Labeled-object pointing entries
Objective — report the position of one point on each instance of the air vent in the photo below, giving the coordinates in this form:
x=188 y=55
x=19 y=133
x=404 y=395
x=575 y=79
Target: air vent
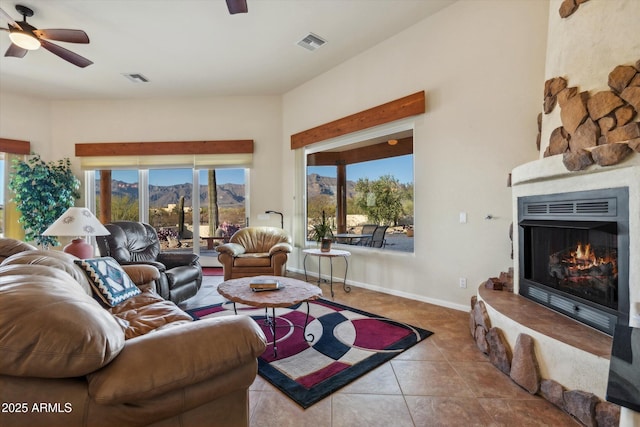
x=536 y=209
x=561 y=208
x=598 y=206
x=538 y=294
x=311 y=42
x=586 y=207
x=136 y=77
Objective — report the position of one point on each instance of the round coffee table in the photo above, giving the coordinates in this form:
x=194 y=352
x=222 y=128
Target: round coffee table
x=292 y=292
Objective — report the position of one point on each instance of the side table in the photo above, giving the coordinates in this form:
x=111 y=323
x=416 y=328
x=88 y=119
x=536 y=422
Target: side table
x=333 y=253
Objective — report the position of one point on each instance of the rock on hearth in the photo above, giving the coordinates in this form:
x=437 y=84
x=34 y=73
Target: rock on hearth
x=553 y=391
x=577 y=161
x=481 y=316
x=607 y=414
x=524 y=366
x=610 y=154
x=499 y=351
x=481 y=339
x=574 y=112
x=632 y=96
x=582 y=405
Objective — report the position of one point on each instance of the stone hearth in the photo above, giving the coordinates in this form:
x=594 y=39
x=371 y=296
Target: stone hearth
x=568 y=352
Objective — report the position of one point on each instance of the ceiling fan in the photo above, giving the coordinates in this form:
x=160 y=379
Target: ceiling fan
x=237 y=6
x=25 y=37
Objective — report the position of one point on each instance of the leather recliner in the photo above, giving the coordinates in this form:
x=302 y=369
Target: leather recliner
x=254 y=251
x=69 y=361
x=132 y=242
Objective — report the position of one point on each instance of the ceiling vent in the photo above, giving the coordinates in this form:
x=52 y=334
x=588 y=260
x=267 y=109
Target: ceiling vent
x=136 y=77
x=311 y=42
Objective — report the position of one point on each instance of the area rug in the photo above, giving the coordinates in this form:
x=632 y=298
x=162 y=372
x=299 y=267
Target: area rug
x=212 y=271
x=346 y=344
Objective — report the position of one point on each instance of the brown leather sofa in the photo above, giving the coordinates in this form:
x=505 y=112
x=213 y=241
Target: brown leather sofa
x=68 y=361
x=254 y=251
x=132 y=242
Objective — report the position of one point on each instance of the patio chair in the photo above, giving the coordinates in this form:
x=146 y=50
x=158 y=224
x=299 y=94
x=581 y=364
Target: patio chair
x=366 y=229
x=378 y=240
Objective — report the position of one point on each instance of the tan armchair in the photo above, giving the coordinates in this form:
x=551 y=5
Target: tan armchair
x=255 y=251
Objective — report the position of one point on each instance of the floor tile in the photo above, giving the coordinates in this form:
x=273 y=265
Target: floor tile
x=434 y=411
x=357 y=410
x=429 y=378
x=535 y=412
x=443 y=381
x=381 y=380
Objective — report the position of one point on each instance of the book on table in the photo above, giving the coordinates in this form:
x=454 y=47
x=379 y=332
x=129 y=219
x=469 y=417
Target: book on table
x=265 y=284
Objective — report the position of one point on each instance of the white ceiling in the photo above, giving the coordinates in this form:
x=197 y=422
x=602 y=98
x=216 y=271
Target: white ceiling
x=195 y=47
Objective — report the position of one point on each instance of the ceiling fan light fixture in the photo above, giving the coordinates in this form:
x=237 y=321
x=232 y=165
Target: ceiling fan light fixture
x=24 y=39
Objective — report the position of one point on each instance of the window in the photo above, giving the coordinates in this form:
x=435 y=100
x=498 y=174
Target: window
x=3 y=191
x=364 y=188
x=167 y=202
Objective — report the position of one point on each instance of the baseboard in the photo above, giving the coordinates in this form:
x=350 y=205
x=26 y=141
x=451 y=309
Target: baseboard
x=395 y=292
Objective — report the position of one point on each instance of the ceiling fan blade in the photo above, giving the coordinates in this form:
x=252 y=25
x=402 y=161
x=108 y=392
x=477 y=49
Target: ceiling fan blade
x=63 y=35
x=15 y=51
x=9 y=19
x=66 y=54
x=237 y=6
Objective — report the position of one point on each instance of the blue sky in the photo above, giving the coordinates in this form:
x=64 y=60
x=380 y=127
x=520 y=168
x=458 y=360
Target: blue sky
x=181 y=176
x=400 y=167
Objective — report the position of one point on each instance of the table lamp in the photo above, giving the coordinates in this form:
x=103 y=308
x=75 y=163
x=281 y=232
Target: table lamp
x=77 y=222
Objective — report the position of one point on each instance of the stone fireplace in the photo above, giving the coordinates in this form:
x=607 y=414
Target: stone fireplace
x=604 y=203
x=574 y=254
x=588 y=223
x=546 y=182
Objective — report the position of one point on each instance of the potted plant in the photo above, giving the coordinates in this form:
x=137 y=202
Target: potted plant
x=42 y=192
x=322 y=234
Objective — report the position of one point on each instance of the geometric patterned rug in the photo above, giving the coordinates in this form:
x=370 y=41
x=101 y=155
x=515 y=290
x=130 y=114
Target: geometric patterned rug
x=346 y=343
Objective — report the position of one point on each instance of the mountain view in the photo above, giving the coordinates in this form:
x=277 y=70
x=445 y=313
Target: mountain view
x=229 y=195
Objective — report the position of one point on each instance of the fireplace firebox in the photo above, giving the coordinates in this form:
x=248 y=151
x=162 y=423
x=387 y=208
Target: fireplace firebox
x=574 y=254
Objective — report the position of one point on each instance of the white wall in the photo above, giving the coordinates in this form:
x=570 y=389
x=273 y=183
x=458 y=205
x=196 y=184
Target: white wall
x=481 y=64
x=26 y=119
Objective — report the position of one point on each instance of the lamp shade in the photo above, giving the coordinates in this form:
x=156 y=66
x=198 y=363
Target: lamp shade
x=77 y=222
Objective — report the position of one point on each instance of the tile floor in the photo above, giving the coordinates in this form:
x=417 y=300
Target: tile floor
x=442 y=381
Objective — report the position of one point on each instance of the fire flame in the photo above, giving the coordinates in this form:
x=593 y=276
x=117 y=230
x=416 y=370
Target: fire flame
x=584 y=257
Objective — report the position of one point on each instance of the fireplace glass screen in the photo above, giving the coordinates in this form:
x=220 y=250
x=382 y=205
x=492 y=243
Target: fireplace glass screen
x=579 y=258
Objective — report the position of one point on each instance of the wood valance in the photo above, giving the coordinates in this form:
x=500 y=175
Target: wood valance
x=391 y=111
x=14 y=146
x=164 y=148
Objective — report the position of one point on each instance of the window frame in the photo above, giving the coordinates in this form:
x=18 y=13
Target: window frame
x=381 y=131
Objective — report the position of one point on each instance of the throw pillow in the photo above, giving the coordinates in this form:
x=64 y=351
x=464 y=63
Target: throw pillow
x=108 y=280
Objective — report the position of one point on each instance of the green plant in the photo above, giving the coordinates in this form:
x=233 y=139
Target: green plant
x=322 y=230
x=42 y=192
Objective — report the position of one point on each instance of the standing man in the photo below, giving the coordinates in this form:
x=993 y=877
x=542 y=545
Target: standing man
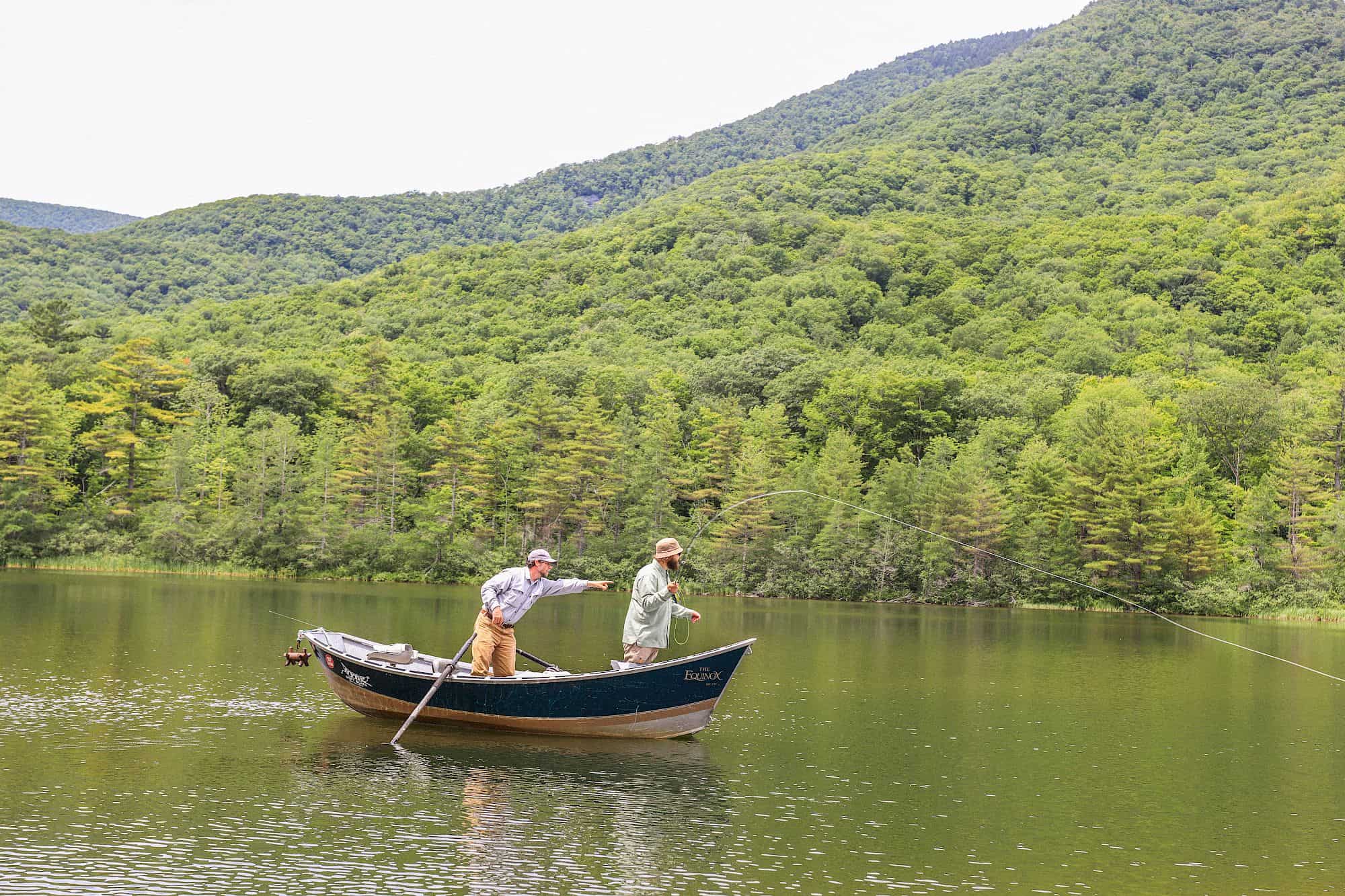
x=653 y=606
x=505 y=598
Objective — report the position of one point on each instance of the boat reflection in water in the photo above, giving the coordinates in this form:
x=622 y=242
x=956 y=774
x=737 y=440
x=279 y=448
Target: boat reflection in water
x=505 y=813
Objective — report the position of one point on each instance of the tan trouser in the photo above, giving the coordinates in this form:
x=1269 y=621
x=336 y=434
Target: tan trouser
x=494 y=646
x=637 y=654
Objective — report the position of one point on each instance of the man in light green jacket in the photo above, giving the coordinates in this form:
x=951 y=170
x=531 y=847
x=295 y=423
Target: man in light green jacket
x=653 y=606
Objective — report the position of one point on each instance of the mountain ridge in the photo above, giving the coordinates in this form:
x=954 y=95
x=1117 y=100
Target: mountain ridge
x=25 y=213
x=275 y=243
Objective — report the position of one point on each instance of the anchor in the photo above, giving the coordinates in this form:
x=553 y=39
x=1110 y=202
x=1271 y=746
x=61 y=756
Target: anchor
x=294 y=657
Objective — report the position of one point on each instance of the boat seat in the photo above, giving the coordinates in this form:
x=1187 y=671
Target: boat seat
x=397 y=654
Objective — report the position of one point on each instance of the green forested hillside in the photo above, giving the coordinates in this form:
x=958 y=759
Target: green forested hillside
x=69 y=218
x=1148 y=395
x=264 y=244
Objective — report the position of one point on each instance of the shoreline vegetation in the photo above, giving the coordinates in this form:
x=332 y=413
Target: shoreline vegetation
x=1325 y=612
x=1083 y=306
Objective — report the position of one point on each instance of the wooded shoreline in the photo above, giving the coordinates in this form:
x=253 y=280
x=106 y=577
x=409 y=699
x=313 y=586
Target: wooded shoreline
x=138 y=565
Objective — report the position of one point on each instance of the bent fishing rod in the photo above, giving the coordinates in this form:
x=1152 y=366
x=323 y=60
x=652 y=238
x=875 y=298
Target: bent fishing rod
x=1009 y=560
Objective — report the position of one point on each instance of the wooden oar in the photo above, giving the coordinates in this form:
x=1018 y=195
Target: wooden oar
x=443 y=676
x=539 y=659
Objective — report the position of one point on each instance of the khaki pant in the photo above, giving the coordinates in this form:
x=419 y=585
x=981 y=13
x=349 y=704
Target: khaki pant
x=637 y=654
x=494 y=646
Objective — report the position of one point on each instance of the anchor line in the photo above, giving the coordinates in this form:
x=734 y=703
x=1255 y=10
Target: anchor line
x=1011 y=560
x=295 y=618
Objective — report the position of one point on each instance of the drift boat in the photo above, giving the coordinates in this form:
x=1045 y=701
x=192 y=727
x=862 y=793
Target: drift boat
x=660 y=700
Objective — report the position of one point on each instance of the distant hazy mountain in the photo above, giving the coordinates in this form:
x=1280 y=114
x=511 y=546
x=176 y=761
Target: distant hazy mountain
x=252 y=245
x=69 y=218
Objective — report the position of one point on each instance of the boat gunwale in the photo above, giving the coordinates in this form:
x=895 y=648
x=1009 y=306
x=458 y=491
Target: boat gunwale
x=531 y=680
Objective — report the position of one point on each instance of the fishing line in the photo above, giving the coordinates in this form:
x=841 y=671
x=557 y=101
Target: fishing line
x=303 y=620
x=1017 y=563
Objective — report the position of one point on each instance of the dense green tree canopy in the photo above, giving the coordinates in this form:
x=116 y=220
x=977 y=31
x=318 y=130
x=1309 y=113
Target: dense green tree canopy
x=252 y=245
x=1113 y=348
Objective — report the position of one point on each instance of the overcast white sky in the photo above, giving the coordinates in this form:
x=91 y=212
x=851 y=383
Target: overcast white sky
x=149 y=106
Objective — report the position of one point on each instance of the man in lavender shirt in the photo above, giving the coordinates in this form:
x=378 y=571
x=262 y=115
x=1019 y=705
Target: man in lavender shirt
x=505 y=598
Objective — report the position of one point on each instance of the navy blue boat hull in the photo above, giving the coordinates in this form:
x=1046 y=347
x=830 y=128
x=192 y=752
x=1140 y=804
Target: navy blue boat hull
x=661 y=700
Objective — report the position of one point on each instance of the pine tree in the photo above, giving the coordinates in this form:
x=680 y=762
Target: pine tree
x=1299 y=482
x=1195 y=538
x=36 y=446
x=445 y=502
x=375 y=470
x=586 y=469
x=656 y=478
x=839 y=475
x=743 y=532
x=973 y=509
x=131 y=396
x=539 y=432
x=210 y=438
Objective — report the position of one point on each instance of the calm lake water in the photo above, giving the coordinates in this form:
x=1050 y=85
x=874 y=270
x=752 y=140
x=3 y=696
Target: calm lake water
x=153 y=741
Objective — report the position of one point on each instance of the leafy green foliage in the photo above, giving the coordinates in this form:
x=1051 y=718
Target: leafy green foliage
x=944 y=325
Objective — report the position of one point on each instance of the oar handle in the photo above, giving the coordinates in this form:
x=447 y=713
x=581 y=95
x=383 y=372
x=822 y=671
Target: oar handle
x=443 y=676
x=539 y=659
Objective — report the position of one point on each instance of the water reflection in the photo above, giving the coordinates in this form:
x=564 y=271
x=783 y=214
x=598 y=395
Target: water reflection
x=506 y=814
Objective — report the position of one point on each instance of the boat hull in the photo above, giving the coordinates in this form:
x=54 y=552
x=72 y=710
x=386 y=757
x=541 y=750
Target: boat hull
x=661 y=700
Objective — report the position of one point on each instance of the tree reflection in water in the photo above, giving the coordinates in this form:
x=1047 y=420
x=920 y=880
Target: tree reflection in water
x=505 y=814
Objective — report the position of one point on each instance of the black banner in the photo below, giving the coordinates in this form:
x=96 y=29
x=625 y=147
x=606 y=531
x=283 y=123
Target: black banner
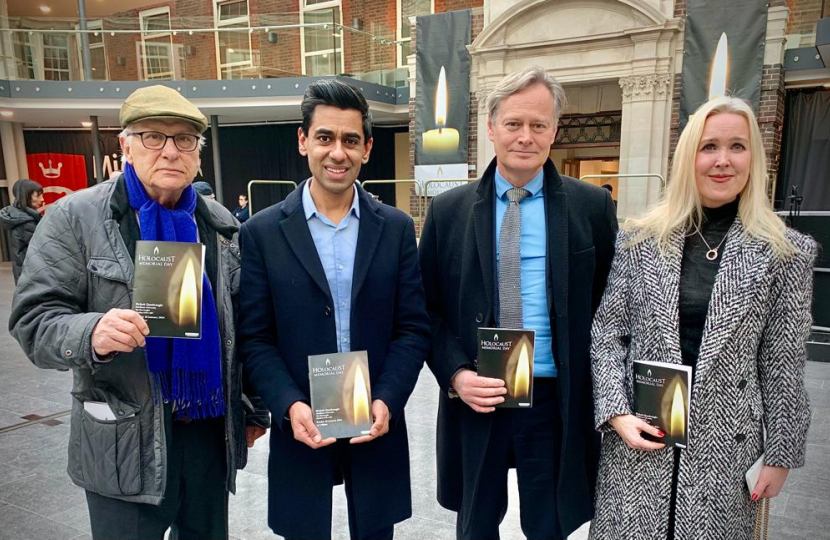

§ **Task**
Convert the material from the line with "of the throw" to the line with "x=275 y=243", both included, into a numbered list with blank lines omitted. Leave the picture markers out of the list.

§ **Reply**
1. Objective — report the position of one point on each instance of the throw pillow in the photo above, giving the coordinates in this form:
2. x=64 y=351
3. x=464 y=63
4. Target: throw pillow
5. x=108 y=280
6. Objective — report the position of one point on each instance of the green plant in the photo above, giving the coordinates in this form:
7. x=233 y=139
8. Target: green plant
9. x=322 y=230
10. x=42 y=192
11. Objective — report the position of one point on each instance of the standing man in the photo below, giving the coordinates in this form:
12. x=993 y=877
13. x=542 y=545
14. Target: standing man
15. x=653 y=606
16. x=505 y=598
17. Objective — report the position of one point on each instance of the boat reflection in water in the photo above, giving the coordinates in this form:
18. x=622 y=242
19. x=956 y=774
20. x=737 y=440
21. x=279 y=448
22. Target: boat reflection in water
23. x=505 y=813
24. Objective — report the position of one point on each instance of the tan trouser in the photo above, giving the coordinates in this form:
25. x=1269 y=621
26. x=336 y=434
27. Target: tan trouser
28. x=494 y=646
29. x=637 y=654
30. Objective — report the position of one point on each instance of the man in light green jacket in the photo above, giving the coordinates in this form:
31. x=951 y=170
32. x=531 y=847
33. x=295 y=423
34. Target: man in light green jacket
35. x=653 y=606
36. Objective — report the position of one point on each instance of the mountain ridge in the photo above, giving the coordinates in this form:
37. x=954 y=95
38. x=1117 y=100
39. Target: mountain ridge
40. x=25 y=213
41. x=275 y=243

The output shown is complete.